▶ _Source excerpt_
▬▬▬
In [1]:
import os.path
import matplotlib.pyplot as plt
import numpy as np
import pandas as pd

fetch_path = r'D:\UoK\OneDrive - University of Kentucky\github\Transit_ridership\transit_ridership_decline\Factors and Ridership Data\Dependent Datasets'
save_path = r'D:\UoK\OneDrive - University of Kentucky\github\Transit_ridership\transit_ridership_decline\Factors and Ridership Data\Script Outputs'

In [2]:
def read_PBS():
    os.chdir(fetch_path)
    df = pd.read_excel('CBSA_PBS.xlsx')

    df['PBS_Start'] = np.where(df['PBS_Start'].isnull(), 0, df['PBS_Start'])
    df['PBS_End'] = np.where(df['PBS_End'].isnull(), 0, df['PBS_End'])

    df2 = pd.DataFrame(columns=['CBSAFP', 'Year', 'PBS_Start', 'PBS_End', 'PBS_Flag', 'Link'])
    PBS_Scores = []
    for index, row in df.iterrows():
        x = 2002
        result = 0
        while x < 2019:
            if row['PBS_Start'] != 0:
                result = np.where(int(row['PBS_Start']) > x, 0, 1)
            if row['PBS_End'] != 0:
                result = np.where(row['PBS_End'] > x, 1, 0)
            result_dict = {
                'CBSAFP': str(row['CBSAFP']), 'Year': str(x), 'PBS_Start': str(row['PBS_Start']),
                'PBS_End': str(row['PBS_End']), 'PBS_Flag': int(result), 'Link': str(row['Link'])
            }
            PBS_Scores.append(result_dict)
            x += 1
    # set the path to the dataset folder
    os.chdir(fetch_path)
    # Write the full results to csv using the pandas library.
    pd.DataFrame(PBS_Scores).to_csv("PBS_Scores.csv", encoding='utf8')
    pd.DataFrame(PBS_Scores).to_excel("CBSA_PBS_Scores.xlsx")
    print("PBS file created sucessfully")

# get data for the dockless and scooters
def get_cbsa_dockless_scooters():
    os.chdir(fetch_path)
▬▬▬
▶ _Data entries_

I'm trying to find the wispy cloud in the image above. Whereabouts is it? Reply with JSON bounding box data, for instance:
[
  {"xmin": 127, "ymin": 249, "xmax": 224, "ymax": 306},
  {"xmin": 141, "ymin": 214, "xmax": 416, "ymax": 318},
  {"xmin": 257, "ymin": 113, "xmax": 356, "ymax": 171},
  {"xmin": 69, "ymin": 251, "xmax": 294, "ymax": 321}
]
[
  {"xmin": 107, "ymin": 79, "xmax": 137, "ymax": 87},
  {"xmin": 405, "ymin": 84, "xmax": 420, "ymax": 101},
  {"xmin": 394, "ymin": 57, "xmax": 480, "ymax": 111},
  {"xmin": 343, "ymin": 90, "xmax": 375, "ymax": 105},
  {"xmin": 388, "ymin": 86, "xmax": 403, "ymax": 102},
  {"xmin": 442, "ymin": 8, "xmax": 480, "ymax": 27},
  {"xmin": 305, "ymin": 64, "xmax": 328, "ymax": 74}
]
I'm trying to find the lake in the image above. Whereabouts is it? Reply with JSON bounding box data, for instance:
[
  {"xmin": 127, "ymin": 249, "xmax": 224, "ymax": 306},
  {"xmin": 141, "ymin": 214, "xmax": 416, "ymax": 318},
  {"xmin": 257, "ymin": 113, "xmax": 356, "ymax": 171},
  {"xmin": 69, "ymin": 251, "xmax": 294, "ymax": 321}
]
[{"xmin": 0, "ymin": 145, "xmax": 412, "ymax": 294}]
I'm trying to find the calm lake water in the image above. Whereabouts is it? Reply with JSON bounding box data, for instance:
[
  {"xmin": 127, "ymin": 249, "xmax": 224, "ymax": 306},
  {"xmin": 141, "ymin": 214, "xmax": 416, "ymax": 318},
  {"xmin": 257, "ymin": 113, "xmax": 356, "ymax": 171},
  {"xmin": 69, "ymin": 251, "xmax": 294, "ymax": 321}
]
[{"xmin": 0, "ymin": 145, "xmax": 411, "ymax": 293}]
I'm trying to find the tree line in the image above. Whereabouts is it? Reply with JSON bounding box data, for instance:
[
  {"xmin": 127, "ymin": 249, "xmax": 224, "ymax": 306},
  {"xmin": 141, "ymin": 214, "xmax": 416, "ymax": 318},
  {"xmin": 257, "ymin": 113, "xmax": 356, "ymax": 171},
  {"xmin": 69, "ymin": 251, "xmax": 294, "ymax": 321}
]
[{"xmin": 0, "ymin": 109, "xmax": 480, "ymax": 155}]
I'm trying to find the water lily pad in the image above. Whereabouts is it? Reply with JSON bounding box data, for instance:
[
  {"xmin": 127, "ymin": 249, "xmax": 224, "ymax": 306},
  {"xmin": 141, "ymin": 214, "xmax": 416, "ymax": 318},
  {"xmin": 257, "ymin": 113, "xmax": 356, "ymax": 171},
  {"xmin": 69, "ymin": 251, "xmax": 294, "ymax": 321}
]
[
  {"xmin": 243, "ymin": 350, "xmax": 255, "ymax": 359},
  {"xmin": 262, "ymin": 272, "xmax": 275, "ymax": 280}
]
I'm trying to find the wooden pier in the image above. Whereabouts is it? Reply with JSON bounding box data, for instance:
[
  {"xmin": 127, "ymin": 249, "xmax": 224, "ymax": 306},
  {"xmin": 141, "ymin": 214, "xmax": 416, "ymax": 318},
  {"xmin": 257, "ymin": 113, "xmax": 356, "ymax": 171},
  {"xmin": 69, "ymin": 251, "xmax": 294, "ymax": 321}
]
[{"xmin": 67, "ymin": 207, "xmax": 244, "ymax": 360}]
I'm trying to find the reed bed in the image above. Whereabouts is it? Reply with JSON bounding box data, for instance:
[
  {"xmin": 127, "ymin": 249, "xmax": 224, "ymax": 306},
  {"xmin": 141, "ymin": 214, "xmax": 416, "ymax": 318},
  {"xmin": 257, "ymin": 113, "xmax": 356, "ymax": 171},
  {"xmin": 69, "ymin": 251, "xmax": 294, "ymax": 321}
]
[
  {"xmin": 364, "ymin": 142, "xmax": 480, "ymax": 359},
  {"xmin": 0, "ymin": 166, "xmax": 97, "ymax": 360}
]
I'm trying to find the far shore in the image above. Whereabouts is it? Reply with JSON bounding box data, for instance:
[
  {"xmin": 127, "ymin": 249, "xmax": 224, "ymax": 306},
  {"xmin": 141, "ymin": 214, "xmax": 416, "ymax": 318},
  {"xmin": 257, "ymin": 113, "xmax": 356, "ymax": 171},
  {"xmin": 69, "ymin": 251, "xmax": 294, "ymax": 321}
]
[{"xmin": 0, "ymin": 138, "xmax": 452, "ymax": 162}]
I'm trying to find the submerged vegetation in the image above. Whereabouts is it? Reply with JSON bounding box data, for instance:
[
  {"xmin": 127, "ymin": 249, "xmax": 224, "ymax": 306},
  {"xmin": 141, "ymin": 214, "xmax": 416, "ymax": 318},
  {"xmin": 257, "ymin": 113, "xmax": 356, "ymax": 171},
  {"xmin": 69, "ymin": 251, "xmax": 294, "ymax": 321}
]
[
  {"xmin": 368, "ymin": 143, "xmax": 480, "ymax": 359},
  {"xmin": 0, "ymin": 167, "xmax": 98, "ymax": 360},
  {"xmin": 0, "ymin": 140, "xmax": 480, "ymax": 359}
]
▬▬▬
▶ _Your tasks_
[a] From the notebook code, return the lines from "fetch_path = r'D:\UoK\OneDrive" up to and including "np.where(df['PBS_Start'].isnull(), 0, df['PBS_Start'])".
[b] Pick up the notebook code where it stops and keep writing it.
None of the rows matter here.

▶ _Final results_
[a]
fetch_path = r'D:\UoK\OneDrive - University of Kentucky\github\Transit_ridership\transit_ridership_decline\Factors and Ridership Data\Dependent Datasets'
save_path = r'D:\UoK\OneDrive - University of Kentucky\github\Transit_ridership\transit_ridership_decline\Factors and Ridership Data\Script Outputs'

In [2]:
def read_PBS():
    os.chdir(fetch_path)
    df = pd.read_excel('CBSA_PBS.xlsx')

    df['PBS_Start'] = np.where(df['PBS_Start'].isnull(), 0, df['PBS_Start'])

[b]
    df = pd.read_csv('CBSA_Dockless&Scooter.csv')
    # Group by and sum the docked, dockless and scooters based on CBSA code values and  years
    df.groupby(['CBSAFP', 'Year']).sum().to_csv('summed_CBSA_copy.csv')
    # _df = df.groupby(['CBSAFP', 'Year']).sum()
#     _df.to_csv('summed_copy.csv')
    _df=pd.read_csv('summed_CBSA_copy.csv')
    # now return
    return _df
# 
# get data for the public bike sharing schemes (PBS) -- Note - this data is different from the dockless and scooters.
def get_cbsa_pbs():
    # read the Dockless and Scooter file and save it as excel
    os.chdir(fetch_path)
    df = pd.read_excel('CBSA_PBS_Scores.xlsx')
    # now return
    return df

# get the walkscores for each city part of the analysis. If there are new cities please run the walkscore_script.py
# before running this function
def get_cbsa_walkscore():
    # read the Dockless and Scooter file and save it as excel
    os.chdir(fetch_path)
    df = pd.read_excel('CBSA_Walkscore.xlsx')
    # now return
    print("read walkscore")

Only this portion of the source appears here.